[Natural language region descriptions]
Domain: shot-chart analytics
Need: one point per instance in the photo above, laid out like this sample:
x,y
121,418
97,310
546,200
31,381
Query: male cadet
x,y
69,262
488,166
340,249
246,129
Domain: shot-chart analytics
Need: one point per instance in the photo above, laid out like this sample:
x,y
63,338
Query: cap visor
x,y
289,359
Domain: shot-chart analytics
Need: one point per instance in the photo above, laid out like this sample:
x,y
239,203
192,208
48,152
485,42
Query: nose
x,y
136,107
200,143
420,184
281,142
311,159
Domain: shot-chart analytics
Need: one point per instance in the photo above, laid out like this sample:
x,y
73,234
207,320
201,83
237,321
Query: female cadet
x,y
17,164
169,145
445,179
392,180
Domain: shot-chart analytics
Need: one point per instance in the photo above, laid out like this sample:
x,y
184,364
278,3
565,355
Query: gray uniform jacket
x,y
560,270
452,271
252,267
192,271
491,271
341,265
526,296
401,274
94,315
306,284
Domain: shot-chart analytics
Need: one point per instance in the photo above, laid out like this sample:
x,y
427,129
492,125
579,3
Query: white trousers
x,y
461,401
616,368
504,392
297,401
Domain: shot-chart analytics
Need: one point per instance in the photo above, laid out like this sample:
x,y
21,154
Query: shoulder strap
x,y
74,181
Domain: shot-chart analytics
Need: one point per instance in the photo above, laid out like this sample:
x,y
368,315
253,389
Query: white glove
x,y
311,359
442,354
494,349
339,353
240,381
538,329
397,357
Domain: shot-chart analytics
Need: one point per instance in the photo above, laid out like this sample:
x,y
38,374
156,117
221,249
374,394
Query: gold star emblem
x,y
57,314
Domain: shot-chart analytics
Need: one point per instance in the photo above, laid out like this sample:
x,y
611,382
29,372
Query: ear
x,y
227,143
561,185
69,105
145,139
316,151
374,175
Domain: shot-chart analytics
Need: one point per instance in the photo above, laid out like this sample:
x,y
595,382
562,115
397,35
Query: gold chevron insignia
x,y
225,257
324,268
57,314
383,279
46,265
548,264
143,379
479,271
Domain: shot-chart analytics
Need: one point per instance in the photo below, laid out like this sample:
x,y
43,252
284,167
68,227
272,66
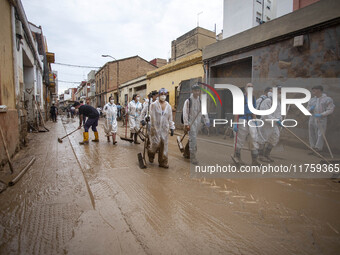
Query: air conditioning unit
x,y
298,41
18,29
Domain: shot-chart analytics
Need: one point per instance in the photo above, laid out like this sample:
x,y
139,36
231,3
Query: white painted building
x,y
240,15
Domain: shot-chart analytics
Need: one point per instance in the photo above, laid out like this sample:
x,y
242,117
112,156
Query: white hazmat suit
x,y
111,118
191,109
161,123
134,111
317,125
269,133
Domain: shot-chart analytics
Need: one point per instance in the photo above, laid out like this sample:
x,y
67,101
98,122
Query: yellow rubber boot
x,y
86,138
96,137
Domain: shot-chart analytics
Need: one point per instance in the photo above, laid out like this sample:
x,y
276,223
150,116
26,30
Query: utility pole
x,y
198,18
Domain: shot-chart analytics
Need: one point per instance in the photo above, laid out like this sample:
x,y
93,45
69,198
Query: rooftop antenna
x,y
198,18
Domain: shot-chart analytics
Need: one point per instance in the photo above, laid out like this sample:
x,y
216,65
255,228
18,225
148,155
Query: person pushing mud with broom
x,y
92,121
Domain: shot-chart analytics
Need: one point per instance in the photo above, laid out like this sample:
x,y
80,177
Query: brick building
x,y
300,49
191,42
114,73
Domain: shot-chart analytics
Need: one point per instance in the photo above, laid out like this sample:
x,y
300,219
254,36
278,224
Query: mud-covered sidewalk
x,y
94,199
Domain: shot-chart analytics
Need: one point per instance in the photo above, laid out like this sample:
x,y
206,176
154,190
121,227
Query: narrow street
x,y
95,199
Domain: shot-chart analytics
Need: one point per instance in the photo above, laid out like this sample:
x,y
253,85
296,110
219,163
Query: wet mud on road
x,y
94,199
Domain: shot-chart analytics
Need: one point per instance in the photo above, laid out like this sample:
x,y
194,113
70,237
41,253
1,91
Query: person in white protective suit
x,y
242,129
320,106
134,110
161,123
145,114
152,97
192,120
111,126
263,97
269,133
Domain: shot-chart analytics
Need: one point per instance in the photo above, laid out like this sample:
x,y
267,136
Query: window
x,y
258,17
269,4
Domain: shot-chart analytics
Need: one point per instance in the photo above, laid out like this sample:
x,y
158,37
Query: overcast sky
x,y
80,31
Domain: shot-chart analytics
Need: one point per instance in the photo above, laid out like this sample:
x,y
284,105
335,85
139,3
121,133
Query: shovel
x,y
179,139
60,140
126,138
7,153
141,158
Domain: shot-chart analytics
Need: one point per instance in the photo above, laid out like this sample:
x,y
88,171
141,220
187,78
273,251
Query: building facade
x,y
240,15
114,73
191,42
23,83
135,86
300,49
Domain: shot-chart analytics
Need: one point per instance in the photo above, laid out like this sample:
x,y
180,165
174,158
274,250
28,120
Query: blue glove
x,y
235,128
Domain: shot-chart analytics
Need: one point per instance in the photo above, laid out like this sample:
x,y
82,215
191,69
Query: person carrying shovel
x,y
92,121
111,126
161,123
192,120
320,107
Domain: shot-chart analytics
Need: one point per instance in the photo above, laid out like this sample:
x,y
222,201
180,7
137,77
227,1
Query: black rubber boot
x,y
136,142
238,157
267,152
254,155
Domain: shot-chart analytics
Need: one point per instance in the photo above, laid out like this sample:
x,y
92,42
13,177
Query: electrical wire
x,y
69,81
62,64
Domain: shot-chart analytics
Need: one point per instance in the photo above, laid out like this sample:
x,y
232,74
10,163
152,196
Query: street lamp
x,y
108,56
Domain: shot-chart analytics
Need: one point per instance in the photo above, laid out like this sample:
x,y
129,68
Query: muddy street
x,y
94,199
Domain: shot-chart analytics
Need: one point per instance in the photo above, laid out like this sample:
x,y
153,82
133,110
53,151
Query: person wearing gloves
x,y
134,110
269,133
92,121
242,129
320,106
161,123
110,128
152,97
192,115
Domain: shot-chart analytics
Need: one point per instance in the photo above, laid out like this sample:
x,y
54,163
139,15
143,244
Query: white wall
x,y
284,7
237,16
240,15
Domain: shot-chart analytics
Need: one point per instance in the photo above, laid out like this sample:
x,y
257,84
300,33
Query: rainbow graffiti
x,y
209,93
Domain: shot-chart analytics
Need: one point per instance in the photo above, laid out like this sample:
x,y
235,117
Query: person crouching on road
x,y
161,122
92,121
134,110
192,115
111,126
242,129
320,106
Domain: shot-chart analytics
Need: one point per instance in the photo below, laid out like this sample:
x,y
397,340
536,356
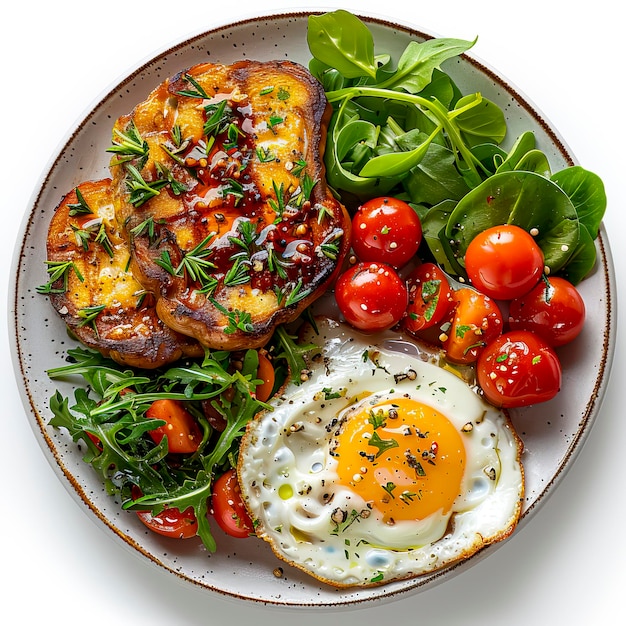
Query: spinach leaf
x,y
586,190
341,40
525,199
419,60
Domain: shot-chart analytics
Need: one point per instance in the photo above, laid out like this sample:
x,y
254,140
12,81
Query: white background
x,y
565,567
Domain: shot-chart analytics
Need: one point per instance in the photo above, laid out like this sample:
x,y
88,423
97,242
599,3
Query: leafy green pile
x,y
403,128
109,417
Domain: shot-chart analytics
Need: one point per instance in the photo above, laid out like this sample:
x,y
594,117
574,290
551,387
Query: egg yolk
x,y
402,457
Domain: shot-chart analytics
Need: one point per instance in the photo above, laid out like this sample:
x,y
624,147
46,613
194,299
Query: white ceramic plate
x,y
553,432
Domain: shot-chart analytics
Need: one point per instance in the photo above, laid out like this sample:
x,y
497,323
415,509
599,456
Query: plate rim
x,y
38,425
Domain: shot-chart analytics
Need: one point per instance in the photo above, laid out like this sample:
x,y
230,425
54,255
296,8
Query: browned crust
x,y
289,264
126,327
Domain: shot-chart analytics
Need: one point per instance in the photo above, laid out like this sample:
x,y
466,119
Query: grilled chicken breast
x,y
220,190
94,291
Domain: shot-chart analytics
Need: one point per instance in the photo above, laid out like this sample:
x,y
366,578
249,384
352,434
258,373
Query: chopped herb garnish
x,y
129,145
389,487
237,320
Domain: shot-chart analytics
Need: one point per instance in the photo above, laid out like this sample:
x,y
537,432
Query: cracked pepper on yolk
x,y
403,458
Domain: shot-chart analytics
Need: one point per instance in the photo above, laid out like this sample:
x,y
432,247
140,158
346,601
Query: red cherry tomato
x,y
554,310
504,262
430,297
518,369
387,230
170,522
228,508
371,296
182,430
476,321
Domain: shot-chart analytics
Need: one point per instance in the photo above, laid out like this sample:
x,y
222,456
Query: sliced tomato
x,y
228,508
430,297
387,230
554,310
170,522
504,262
371,296
182,430
476,321
518,369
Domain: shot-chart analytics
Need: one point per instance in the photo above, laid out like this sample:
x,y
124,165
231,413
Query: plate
x,y
553,433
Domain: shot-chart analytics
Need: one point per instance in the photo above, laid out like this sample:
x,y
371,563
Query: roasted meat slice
x,y
95,293
220,189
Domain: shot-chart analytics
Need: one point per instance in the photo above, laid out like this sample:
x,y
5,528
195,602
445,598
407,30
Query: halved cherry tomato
x,y
554,310
182,430
476,321
504,262
387,230
170,522
228,508
518,369
265,372
371,296
430,297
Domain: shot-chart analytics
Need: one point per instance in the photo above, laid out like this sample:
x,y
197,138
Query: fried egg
x,y
382,466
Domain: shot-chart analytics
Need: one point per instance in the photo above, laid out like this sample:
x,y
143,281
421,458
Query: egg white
x,y
290,486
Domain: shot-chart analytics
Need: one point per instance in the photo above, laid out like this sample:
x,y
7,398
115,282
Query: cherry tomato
x,y
476,321
182,430
387,230
228,508
265,373
504,262
371,296
170,522
518,369
554,310
430,297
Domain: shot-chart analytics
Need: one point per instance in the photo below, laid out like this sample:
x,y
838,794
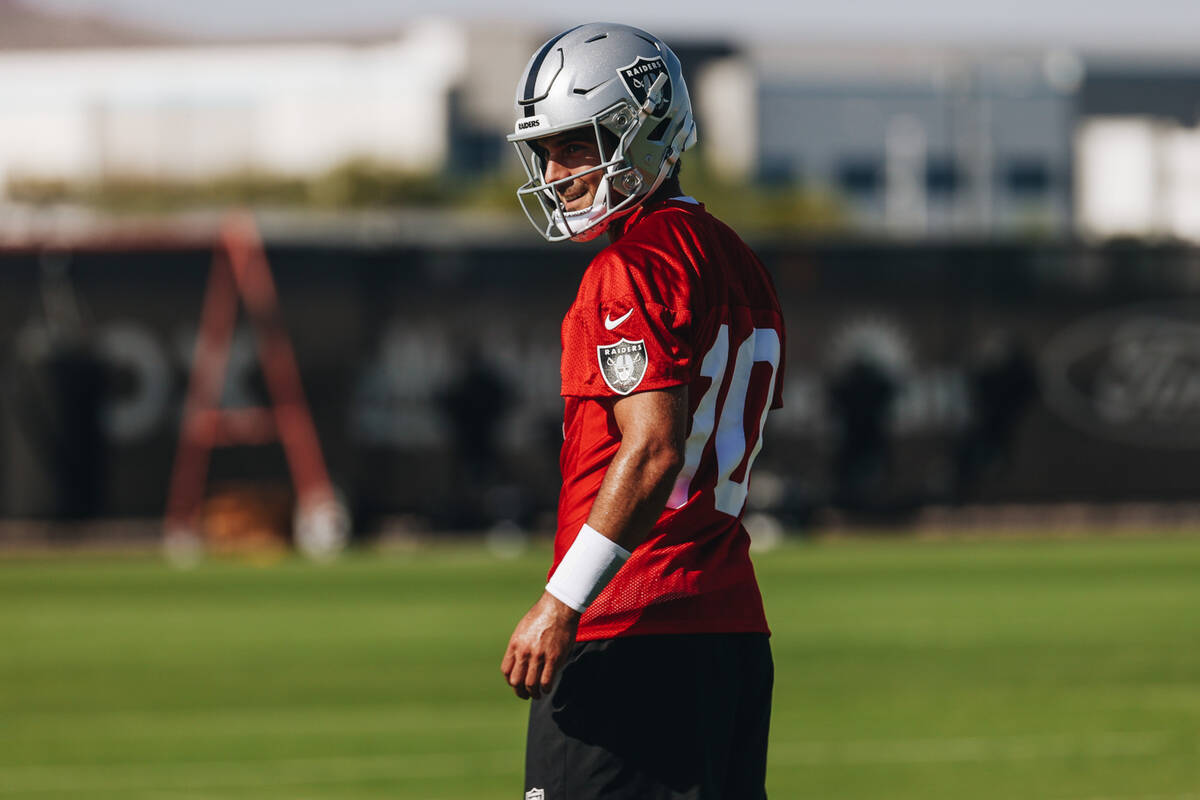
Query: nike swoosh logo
x,y
610,323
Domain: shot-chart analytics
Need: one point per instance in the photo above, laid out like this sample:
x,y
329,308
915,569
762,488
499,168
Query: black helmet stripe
x,y
535,67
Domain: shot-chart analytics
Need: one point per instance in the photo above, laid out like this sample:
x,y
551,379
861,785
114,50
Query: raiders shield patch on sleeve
x,y
623,365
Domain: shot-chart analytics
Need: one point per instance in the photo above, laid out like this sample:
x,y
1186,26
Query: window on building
x,y
778,170
1026,176
942,176
861,176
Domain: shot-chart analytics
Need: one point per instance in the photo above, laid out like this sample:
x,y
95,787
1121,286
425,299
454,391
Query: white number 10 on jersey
x,y
729,421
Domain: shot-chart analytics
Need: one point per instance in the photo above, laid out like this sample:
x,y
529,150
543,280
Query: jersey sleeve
x,y
629,329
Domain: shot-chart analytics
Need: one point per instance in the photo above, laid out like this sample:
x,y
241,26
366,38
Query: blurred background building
x,y
949,224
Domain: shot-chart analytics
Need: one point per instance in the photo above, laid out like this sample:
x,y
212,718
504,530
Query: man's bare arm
x,y
635,489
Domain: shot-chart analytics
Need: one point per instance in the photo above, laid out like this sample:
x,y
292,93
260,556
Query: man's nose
x,y
555,172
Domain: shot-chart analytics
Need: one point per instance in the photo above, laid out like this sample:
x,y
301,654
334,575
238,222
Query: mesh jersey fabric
x,y
677,300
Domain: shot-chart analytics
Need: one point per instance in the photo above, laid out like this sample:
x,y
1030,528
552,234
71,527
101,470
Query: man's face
x,y
567,154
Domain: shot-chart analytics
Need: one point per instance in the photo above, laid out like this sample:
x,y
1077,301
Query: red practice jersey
x,y
678,300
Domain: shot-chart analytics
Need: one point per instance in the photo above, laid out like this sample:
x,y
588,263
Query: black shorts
x,y
654,717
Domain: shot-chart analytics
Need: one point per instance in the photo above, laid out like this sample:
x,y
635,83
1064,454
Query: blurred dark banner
x,y
916,374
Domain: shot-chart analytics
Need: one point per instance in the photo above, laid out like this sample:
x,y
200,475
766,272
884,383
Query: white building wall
x,y
196,110
1138,176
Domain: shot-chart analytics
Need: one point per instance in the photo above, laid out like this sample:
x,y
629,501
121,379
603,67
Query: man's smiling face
x,y
567,154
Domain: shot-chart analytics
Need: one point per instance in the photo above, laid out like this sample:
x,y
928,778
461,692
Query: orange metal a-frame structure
x,y
240,271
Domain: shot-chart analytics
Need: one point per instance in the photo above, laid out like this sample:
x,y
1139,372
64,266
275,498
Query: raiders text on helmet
x,y
627,86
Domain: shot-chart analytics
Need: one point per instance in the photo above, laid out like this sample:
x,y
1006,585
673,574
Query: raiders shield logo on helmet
x,y
623,365
641,74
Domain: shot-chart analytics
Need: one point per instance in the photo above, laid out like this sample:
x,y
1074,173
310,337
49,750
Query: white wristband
x,y
587,569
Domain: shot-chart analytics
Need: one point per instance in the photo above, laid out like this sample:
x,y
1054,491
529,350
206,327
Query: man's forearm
x,y
635,491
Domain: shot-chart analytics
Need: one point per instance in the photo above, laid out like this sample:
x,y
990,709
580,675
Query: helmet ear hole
x,y
660,131
629,184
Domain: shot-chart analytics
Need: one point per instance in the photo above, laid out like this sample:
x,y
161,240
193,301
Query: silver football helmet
x,y
627,86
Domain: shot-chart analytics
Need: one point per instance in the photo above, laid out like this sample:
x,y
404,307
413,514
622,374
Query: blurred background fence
x,y
918,374
987,254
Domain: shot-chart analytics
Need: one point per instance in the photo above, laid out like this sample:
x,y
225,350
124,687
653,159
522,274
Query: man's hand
x,y
539,647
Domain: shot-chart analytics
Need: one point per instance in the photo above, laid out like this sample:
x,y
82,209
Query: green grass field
x,y
1059,669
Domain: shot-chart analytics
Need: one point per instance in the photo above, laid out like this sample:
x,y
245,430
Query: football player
x,y
647,656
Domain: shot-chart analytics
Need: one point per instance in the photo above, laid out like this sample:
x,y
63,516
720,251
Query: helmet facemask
x,y
618,192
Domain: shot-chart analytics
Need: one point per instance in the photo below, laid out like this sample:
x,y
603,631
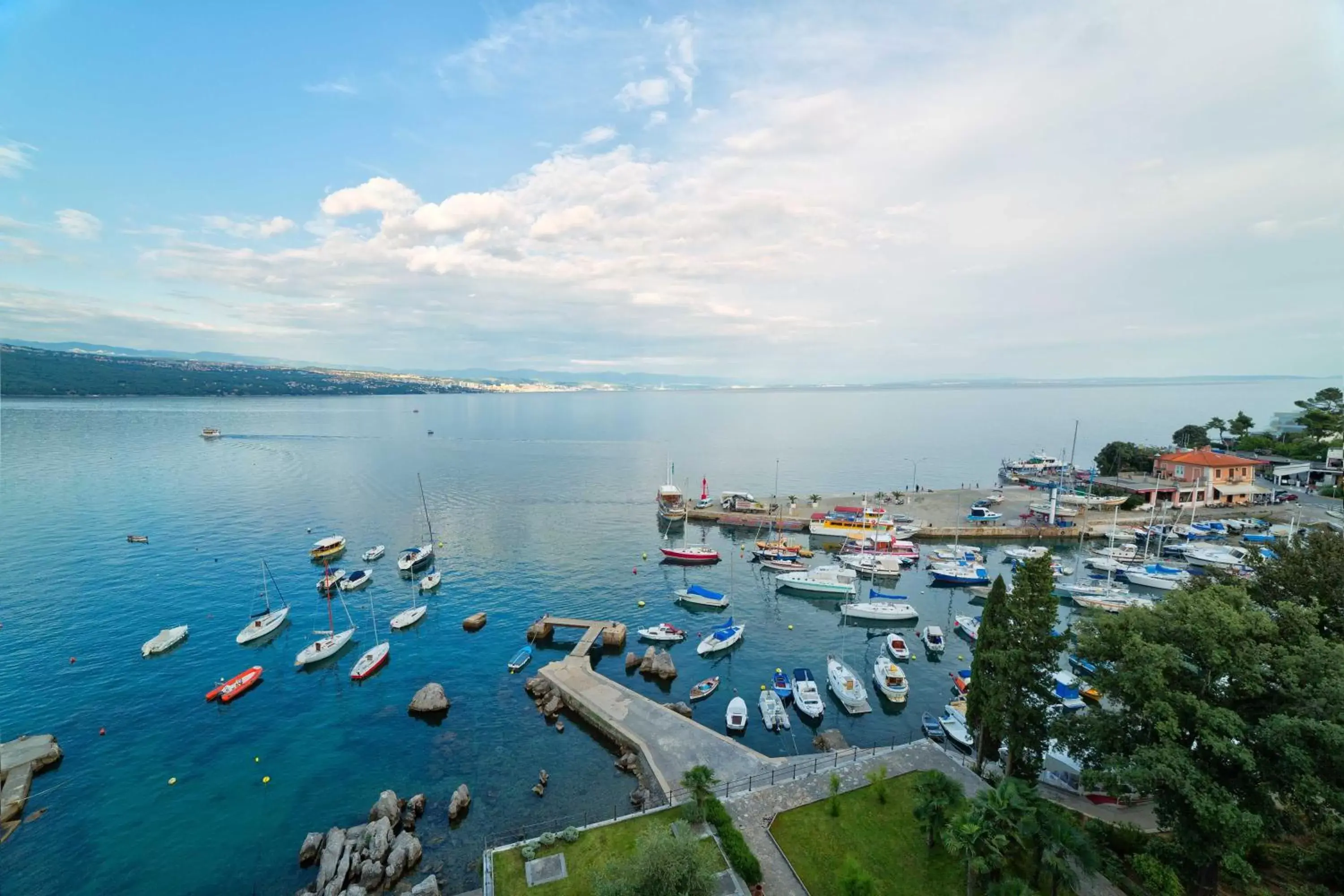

**Required work:**
Exclude all pictures and reproduce exactly the lines from the one containing "Query: man's hand" through the final line of the entries above.

**Solution:**
Query: man's hand
x,y
539,647
Domain: shot-chart analytics
Need: one point per instance in the photo above, laid out like this sample:
x,y
82,209
Query: green grass field
x,y
1059,669
Domain: shot-chart analytics
Need: one point per instance in the photo above, laid out like this sample:
x,y
245,430
Query: football player
x,y
647,656
Domain: shot-chart analytics
Need: one point per instance in the photo above, laid out like this sample:
x,y
63,516
720,251
Query: helmet facemask
x,y
618,192
Domain: shot-chart analytics
Need: one point per instance in the photo below, laid out like this sample:
x,y
603,631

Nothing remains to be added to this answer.